● YOUR TASK
Rewrite the entries as a numbered list, from the line containing "Tag the blue sedan" through the last line of the entries, with both of those lines included and any blank lines omitted.

● ROWS
....................

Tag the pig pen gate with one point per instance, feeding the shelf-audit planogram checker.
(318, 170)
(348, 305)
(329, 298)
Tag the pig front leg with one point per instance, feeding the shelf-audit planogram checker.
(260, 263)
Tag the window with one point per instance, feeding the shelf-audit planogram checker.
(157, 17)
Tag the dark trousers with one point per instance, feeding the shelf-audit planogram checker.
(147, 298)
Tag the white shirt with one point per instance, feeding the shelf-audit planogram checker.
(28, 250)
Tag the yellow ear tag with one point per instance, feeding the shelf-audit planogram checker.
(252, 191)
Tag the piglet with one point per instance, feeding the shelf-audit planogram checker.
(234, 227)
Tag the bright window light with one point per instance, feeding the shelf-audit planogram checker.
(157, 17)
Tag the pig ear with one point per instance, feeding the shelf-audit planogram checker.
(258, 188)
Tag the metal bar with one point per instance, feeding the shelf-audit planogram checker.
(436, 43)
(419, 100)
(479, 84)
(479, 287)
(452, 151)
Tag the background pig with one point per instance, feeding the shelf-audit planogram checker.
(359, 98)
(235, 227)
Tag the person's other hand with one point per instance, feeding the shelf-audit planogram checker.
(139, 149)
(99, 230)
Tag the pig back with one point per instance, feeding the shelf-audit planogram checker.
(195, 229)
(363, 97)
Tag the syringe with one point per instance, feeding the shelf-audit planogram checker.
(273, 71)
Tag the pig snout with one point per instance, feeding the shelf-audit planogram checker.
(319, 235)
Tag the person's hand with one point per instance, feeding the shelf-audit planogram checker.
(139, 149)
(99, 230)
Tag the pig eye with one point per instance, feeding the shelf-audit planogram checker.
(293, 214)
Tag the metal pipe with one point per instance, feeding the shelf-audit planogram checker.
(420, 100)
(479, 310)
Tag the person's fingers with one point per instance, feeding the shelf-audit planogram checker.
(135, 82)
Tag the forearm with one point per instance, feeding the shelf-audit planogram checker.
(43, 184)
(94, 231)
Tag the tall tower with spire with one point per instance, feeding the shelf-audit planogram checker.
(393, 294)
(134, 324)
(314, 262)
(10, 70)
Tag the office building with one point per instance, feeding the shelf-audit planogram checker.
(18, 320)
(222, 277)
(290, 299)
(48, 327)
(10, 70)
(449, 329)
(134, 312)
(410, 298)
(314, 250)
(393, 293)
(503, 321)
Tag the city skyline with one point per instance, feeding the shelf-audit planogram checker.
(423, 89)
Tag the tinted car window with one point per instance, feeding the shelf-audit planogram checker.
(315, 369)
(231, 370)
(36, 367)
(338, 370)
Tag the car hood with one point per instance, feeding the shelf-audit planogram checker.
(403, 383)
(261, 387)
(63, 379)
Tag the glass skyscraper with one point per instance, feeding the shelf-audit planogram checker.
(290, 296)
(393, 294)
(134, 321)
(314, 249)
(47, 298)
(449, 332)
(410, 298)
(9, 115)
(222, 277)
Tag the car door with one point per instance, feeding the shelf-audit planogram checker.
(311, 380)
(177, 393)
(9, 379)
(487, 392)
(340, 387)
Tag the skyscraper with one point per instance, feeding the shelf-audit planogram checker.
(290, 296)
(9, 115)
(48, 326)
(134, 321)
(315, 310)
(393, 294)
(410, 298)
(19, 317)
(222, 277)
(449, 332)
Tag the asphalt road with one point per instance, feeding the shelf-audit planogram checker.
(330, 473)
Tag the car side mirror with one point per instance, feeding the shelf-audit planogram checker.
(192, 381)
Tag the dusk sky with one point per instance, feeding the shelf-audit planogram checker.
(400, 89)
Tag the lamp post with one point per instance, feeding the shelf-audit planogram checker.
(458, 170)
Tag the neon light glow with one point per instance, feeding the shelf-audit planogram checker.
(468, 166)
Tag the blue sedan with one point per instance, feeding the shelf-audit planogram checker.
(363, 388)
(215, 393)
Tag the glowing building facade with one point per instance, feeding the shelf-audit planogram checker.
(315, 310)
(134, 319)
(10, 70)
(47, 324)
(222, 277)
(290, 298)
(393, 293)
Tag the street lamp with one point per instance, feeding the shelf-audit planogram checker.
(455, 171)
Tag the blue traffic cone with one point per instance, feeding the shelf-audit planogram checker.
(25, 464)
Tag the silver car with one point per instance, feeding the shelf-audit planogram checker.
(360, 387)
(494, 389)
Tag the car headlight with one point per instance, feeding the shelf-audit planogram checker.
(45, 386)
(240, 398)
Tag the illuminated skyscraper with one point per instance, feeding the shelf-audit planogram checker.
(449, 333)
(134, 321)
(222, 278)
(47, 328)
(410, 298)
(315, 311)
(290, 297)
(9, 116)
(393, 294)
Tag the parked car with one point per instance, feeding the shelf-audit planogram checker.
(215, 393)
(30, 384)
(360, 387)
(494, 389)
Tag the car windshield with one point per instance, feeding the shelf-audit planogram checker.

....................

● EXERCISE SOLUTION
1. Tag the blue sedan with one point per instance, feeding the shelf-audit planogram checker.
2. (363, 388)
3. (215, 393)
4. Tag the glowing building facade with one point per instance, feeding the shelf-audit planogram checker.
5. (315, 310)
6. (134, 319)
7. (10, 70)
8. (47, 324)
9. (222, 277)
10. (290, 298)
11. (393, 293)
12. Tag the street lamp with one point per instance, feeding the shelf-audit planogram checker.
13. (455, 171)
14. Tag the blue traffic cone with one point per instance, feeding the shelf-audit planogram checker.
15. (25, 464)
16. Tag the silver car with one point per instance, feeding the shelf-audit planogram checker.
17. (360, 387)
18. (494, 389)
19. Tag the car headlight with one point per instance, feeding the shelf-audit planogram checker.
20. (45, 386)
21. (240, 398)
22. Tag the illuminated skyscraper with one point per instance, feeding the shelf-audit planogram checker.
23. (449, 333)
24. (134, 321)
25. (222, 278)
26. (47, 328)
27. (410, 298)
28. (315, 311)
29. (290, 297)
30. (9, 116)
31. (393, 294)
32. Tag the parked car with one point per instance, feeding the shelf-audit planogram checker.
33. (215, 393)
34. (30, 384)
35. (360, 387)
36. (494, 389)
37. Tag the car windshield with one point per instance, feeding the shelf-audit planogram checker.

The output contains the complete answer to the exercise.